Мне хотелось зарабатывать, преуспевать, делать своё дело хорошо. К сожалению, идея этой работы мне не понравилась, как я ни старалась себя убедить, так что получалось у меня плохо. Но принять, что всё обстоит именно так, я не могла, поэтому и впарить ничего у меня не получалось, и от собственной никчемности я страдала. Я ругала себя за то, что не смогла «влиться» и заработать много комиссионных — как знакомые, с которыми мы вместе туда пришли и которые оказались куда более хорошими продажницами, чем я.
Поскольку я не очень четко понимала тогда, почему мне так паршиво на этой работе, ведь я наконец делаю то, чего давно хотела — не учусь, а зарабатываю деньги! — от уныния и бестолковости происходящего я нашла себе параллельно «настоящую» работу в доставшейся мне аптеке: убирала старые ценники на стеллажах, выравнивала шампуни и коробочки, клеила вместе с сотрудницами аптеки пищащие ярлыки на пузырьки и тюбики.
Как и во многих примерах в книжке, за эту «настоящую», полезную работу мне не платили (и пока я ее делала, я скорее теряла деньги и время, потому что не впаривала косметику и не получала комиссию), но «настоящая» работа, в отличие от бредовой, давала приятное чувство, что я приношу пользу окружающему миру.
Аптека мне, кстати, нравилась, там были классные девчонки-фармацевты и провизоры. Но мне не нравилось почти ничего не зарабатывать, и я попросила меня перевести в более проходное место. Там тоже не пошло, и я уволилась.
Теперь я отлично понимаю, почему «не пошло». А тогда даже поговорить об этом не с кем было. Все вокруг делали вид, что иметь работу всегда хорошо, разговор закончен. Кроме того, я жила в наивном мире, где если меня взяли на работу, значит, в ней есть смысл и польза, я просто чего-то не понимаю (и вообще наверняка сама во всем виновата).
Исходя из категорий в книжке Дэвида, в аптеке я была «костыльщиком» — вместо того, чтобы вложиться в рекламу, исследования и имидж компании, эта контора оплачивала комиссию сотен девушек в белых халатах, которые уговаривали покупателей купить товар. А ещё там был очень сомнительный начальник, который иногда уводил сотрудниц в свой кабинет (меня не уводил, но я чуяла что-то странное) — и об этом тоже не с кем было тогда поговорить. Всё в этой конторе было странным. И я оттуда ушла.
Каждый раз, когда я захожу в аптеку теперь и вижу, что кремы от той компании канули в небытие и больше нигде-нигде не продаются, я немножечко это праздную.

НАБОР ЗАДАНИЙ —
(a) На что, согласно отрывку о работе в аптеке, контора могла бы потратиться вместо оплаты комиссии сотен девушек в белых халатах?
(b) Переведите на английский язык предложение из отрывка о работе в аптеке: «Аптека мне, кстати, нравилась, там были классные девчонки-фармацевты и провизоры».

ПРЕДОСТАВЛЕННЫЙ МАТЕРИАЛ —
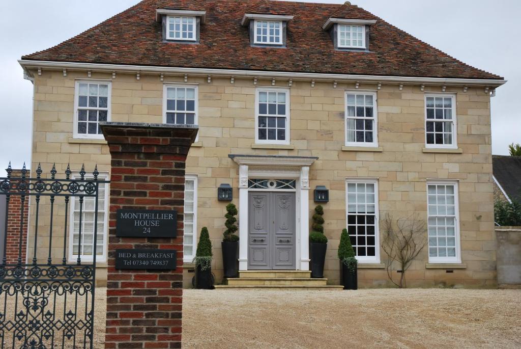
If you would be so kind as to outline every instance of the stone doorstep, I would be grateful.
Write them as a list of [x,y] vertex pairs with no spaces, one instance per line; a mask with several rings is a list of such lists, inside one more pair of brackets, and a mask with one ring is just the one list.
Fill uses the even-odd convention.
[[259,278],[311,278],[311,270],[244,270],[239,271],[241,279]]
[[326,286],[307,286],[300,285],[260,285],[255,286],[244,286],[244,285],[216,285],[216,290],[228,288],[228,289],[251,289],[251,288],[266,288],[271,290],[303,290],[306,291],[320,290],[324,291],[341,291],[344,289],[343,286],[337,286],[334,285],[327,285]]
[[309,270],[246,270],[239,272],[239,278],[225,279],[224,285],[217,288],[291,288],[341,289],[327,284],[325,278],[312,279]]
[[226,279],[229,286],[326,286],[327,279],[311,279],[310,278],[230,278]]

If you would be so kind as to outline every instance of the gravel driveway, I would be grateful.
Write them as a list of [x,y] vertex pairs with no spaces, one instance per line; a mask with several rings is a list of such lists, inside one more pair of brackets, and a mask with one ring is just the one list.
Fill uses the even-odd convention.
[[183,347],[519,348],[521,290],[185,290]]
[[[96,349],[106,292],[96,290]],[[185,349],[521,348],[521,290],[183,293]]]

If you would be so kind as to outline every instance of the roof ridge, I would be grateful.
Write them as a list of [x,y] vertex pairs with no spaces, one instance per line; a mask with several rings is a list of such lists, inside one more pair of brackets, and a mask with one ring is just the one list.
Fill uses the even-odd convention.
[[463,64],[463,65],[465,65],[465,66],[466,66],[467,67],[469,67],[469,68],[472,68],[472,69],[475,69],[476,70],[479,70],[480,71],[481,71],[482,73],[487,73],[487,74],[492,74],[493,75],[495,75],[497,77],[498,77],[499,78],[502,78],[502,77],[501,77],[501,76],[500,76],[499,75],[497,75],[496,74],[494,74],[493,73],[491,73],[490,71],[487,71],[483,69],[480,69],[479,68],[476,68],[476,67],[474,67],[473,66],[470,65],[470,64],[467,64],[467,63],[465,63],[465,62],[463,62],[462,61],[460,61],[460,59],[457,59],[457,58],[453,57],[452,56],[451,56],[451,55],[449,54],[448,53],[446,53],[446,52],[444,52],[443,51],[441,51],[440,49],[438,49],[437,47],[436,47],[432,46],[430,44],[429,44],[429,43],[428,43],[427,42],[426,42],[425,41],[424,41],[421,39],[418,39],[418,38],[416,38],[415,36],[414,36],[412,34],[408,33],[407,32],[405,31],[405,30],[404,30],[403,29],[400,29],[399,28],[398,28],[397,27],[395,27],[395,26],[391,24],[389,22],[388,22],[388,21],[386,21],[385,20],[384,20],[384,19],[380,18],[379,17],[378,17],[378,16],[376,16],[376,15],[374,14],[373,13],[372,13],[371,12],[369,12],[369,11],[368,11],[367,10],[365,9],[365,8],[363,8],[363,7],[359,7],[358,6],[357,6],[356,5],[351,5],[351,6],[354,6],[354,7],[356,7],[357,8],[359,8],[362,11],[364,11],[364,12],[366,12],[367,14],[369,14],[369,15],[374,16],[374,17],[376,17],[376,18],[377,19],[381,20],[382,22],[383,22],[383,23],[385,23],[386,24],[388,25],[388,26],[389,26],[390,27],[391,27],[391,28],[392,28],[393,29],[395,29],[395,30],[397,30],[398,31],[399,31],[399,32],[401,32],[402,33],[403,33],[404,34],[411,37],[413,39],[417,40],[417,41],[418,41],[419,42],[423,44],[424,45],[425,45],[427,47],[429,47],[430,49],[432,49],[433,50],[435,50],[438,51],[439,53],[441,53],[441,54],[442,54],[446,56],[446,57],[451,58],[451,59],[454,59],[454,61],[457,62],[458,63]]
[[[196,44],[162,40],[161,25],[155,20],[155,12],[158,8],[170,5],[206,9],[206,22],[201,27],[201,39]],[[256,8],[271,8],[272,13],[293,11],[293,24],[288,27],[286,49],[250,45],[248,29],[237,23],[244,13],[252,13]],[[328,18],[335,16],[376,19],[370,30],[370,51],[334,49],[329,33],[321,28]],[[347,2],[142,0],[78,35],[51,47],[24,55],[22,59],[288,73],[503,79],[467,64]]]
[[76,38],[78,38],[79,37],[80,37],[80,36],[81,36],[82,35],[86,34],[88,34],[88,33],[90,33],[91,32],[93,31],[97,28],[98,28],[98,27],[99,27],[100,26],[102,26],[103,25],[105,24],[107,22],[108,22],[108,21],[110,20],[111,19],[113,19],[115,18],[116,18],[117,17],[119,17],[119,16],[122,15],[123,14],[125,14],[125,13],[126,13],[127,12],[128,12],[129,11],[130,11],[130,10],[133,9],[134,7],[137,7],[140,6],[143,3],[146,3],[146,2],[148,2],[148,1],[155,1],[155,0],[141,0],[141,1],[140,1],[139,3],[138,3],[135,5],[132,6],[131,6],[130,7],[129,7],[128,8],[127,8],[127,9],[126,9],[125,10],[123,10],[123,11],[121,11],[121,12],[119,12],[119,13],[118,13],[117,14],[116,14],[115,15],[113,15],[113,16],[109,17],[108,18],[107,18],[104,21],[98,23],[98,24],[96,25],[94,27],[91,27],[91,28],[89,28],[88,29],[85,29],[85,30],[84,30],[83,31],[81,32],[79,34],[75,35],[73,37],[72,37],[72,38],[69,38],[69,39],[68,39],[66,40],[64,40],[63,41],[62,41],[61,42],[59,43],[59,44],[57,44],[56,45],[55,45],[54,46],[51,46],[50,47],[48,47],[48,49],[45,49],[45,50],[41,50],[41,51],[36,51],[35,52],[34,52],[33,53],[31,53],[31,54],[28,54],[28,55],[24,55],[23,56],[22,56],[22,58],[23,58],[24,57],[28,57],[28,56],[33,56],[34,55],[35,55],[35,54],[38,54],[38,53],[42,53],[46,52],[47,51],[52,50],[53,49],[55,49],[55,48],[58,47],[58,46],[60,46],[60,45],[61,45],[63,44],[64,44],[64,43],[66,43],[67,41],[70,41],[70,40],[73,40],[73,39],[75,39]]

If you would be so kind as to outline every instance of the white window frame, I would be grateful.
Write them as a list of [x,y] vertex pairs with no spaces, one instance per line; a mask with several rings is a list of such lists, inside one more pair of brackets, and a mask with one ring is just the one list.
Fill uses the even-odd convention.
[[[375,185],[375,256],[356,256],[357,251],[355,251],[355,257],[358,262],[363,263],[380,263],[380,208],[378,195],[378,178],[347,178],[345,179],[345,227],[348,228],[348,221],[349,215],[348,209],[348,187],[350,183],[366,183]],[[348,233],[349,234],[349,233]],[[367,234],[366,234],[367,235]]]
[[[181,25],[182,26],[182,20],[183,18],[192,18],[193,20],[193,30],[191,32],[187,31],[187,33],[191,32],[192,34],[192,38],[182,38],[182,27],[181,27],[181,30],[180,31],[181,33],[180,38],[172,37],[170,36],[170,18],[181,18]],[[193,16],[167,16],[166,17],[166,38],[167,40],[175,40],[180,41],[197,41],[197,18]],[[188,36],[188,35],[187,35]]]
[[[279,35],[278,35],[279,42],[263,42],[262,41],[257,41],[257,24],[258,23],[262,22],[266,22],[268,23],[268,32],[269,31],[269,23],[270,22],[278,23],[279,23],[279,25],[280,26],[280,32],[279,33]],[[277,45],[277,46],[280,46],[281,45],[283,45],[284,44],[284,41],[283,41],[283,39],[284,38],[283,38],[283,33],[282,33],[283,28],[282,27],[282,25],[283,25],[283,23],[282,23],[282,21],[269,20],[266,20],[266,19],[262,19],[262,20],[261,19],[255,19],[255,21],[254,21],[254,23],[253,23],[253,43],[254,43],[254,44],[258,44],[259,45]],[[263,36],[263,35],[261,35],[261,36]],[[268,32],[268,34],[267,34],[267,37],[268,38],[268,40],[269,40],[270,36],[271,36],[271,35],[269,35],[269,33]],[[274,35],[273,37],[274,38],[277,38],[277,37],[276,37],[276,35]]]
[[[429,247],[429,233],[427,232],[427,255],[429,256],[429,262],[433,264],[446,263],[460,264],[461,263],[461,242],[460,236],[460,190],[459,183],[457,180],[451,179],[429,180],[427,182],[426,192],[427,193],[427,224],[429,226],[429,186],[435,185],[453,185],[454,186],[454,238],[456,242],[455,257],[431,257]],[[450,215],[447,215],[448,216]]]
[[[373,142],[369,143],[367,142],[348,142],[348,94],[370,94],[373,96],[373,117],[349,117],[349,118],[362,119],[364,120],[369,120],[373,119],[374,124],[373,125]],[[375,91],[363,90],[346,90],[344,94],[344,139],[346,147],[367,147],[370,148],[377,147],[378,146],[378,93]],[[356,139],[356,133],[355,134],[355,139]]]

ОТВЕТЫ ПО ЗАДАНИЯМ —
(a) На рекламу, исследования и имидж компании.

(b) I liked the pharmacy, by the way; there were some great girls there working as pharmacy assistants and pharmacists.